6.7.15

Eu e o pintainho




Num destes dias, numa daquelas conversas de circunstância com a minha mãe, em que acabo sempre a aprender alguma coisa, contava-me ela, como se nada fosse, como se se tratasse do mais comum dos episódios das nossas vidas, o primeiro momento poético da minha existência.

Quando a minha mãe estava grávida de mim, já de barriga bem grande, o meu irmão teve rubéola. Naquele pânico, naquela falta de meios médicos de há trinta e quatro anos, o risco de eu não vir ao mundo ou, pior, de vir ao mundo com três olhos e cinco pernas era imenso e já se conheciam os perigos e consequências de contrair rubéola durante uma gravidez.

++++++

* [Conjunto de tarefas]
1. Reescreva de forma mais breve, em duas frases, o parágrafo do texto de origem que começa por «Quando a minha mãe estava grávida de mim», mantendo os factos principais.
2. Enumere todas as partes do corpo mencionadas no texto de origem.

++++++

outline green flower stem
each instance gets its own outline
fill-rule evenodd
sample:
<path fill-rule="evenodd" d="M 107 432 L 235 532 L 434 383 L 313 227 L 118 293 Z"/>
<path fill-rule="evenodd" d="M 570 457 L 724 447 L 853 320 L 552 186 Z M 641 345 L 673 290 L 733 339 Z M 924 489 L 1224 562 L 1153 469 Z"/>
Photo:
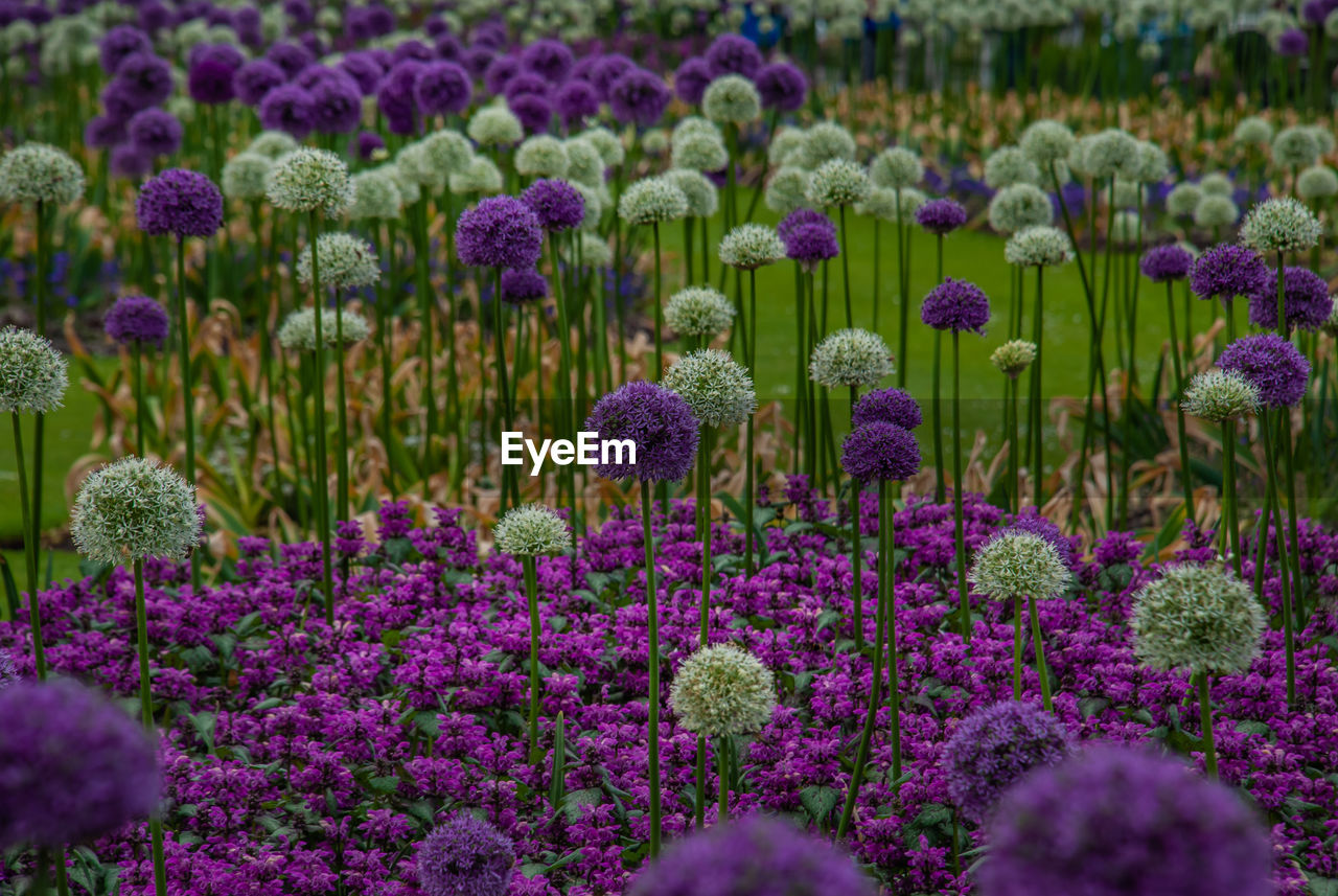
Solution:
<path fill-rule="evenodd" d="M 1054 711 L 1054 701 L 1050 699 L 1050 673 L 1045 667 L 1045 645 L 1041 639 L 1041 617 L 1036 612 L 1036 595 L 1028 595 L 1026 611 L 1032 617 L 1032 642 L 1036 646 L 1036 671 L 1041 675 L 1041 702 L 1046 713 Z"/>
<path fill-rule="evenodd" d="M 1013 699 L 1022 699 L 1022 595 L 1013 595 Z"/>
<path fill-rule="evenodd" d="M 1199 673 L 1199 727 L 1203 732 L 1203 765 L 1218 780 L 1218 748 L 1212 742 L 1212 702 L 1208 673 Z"/>
<path fill-rule="evenodd" d="M 312 246 L 312 308 L 316 324 L 314 374 L 312 393 L 316 399 L 316 527 L 321 536 L 321 594 L 325 596 L 325 623 L 334 625 L 334 576 L 330 572 L 330 495 L 329 495 L 329 453 L 325 447 L 325 330 L 321 324 L 324 297 L 321 296 L 320 253 L 316 242 L 320 235 L 320 213 L 312 211 L 306 222 L 306 242 Z M 186 480 L 191 481 L 190 473 Z M 194 556 L 194 554 L 191 555 Z"/>
<path fill-rule="evenodd" d="M 145 730 L 154 736 L 154 698 L 149 686 L 149 614 L 145 610 L 145 560 L 135 558 L 135 627 L 139 638 L 139 709 Z M 155 814 L 149 818 L 149 833 L 153 841 L 154 891 L 157 896 L 167 896 L 167 867 L 163 864 L 163 822 Z"/>
<path fill-rule="evenodd" d="M 1176 395 L 1184 392 L 1184 364 L 1180 361 L 1180 345 L 1175 332 L 1175 294 L 1171 281 L 1167 281 L 1167 320 L 1171 329 L 1171 364 L 1175 370 Z M 1184 480 L 1184 515 L 1185 519 L 1195 519 L 1193 515 L 1193 476 L 1189 471 L 1189 441 L 1184 435 L 1184 408 L 1180 401 L 1175 405 L 1176 437 L 1180 441 L 1180 477 Z"/>
<path fill-rule="evenodd" d="M 312 255 L 314 259 L 314 249 Z M 320 328 L 320 312 L 317 312 L 316 326 Z M 190 369 L 190 324 L 186 317 L 186 241 L 181 237 L 177 238 L 177 333 L 178 333 L 178 352 L 181 361 L 181 405 L 182 405 L 182 425 L 186 429 L 186 481 L 195 484 L 195 395 L 193 385 L 193 376 Z M 317 340 L 318 342 L 320 340 Z M 37 417 L 37 425 L 41 425 L 41 417 Z M 41 431 L 37 429 L 36 451 L 39 455 L 37 469 L 40 476 L 41 469 Z M 40 506 L 39 506 L 40 507 Z M 194 551 L 190 555 L 190 584 L 197 592 L 201 587 L 199 575 L 199 552 Z"/>
<path fill-rule="evenodd" d="M 520 558 L 524 599 L 530 607 L 530 762 L 539 761 L 539 576 L 533 556 Z"/>
<path fill-rule="evenodd" d="M 962 614 L 962 638 L 971 643 L 970 586 L 966 582 L 966 536 L 962 530 L 962 334 L 953 330 L 953 543 L 957 555 L 957 595 Z"/>
<path fill-rule="evenodd" d="M 650 711 L 650 857 L 660 855 L 660 622 L 658 595 L 656 594 L 656 546 L 650 528 L 649 481 L 641 483 L 641 539 L 646 548 L 646 629 L 649 633 L 650 687 L 648 706 Z"/>
<path fill-rule="evenodd" d="M 19 516 L 23 520 L 23 531 L 31 534 L 29 520 L 32 508 L 28 506 L 28 472 L 23 459 L 23 431 L 19 425 L 19 412 L 9 413 L 13 421 L 13 459 L 19 467 Z M 41 415 L 37 415 L 41 420 Z M 32 629 L 32 654 L 37 663 L 37 679 L 47 677 L 47 653 L 41 645 L 41 612 L 37 599 L 37 544 L 31 535 L 23 539 L 23 559 L 28 574 L 28 627 Z M 8 600 L 3 602 L 8 607 Z M 8 615 L 8 608 L 5 610 Z"/>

++++++

* [Respostas por tarefa]
1. Numa fase avançada da gravidez da mãe, o irmão de quem escreve teve rubéola. Com a falta de meios médicos de há trinta e quatro anos e os perigos já conhecidos da rubéola na gravidez, o risco de o bebé não nascer ou de nascer com deformações era imenso.

2.
- barriga
- olhos
- pernas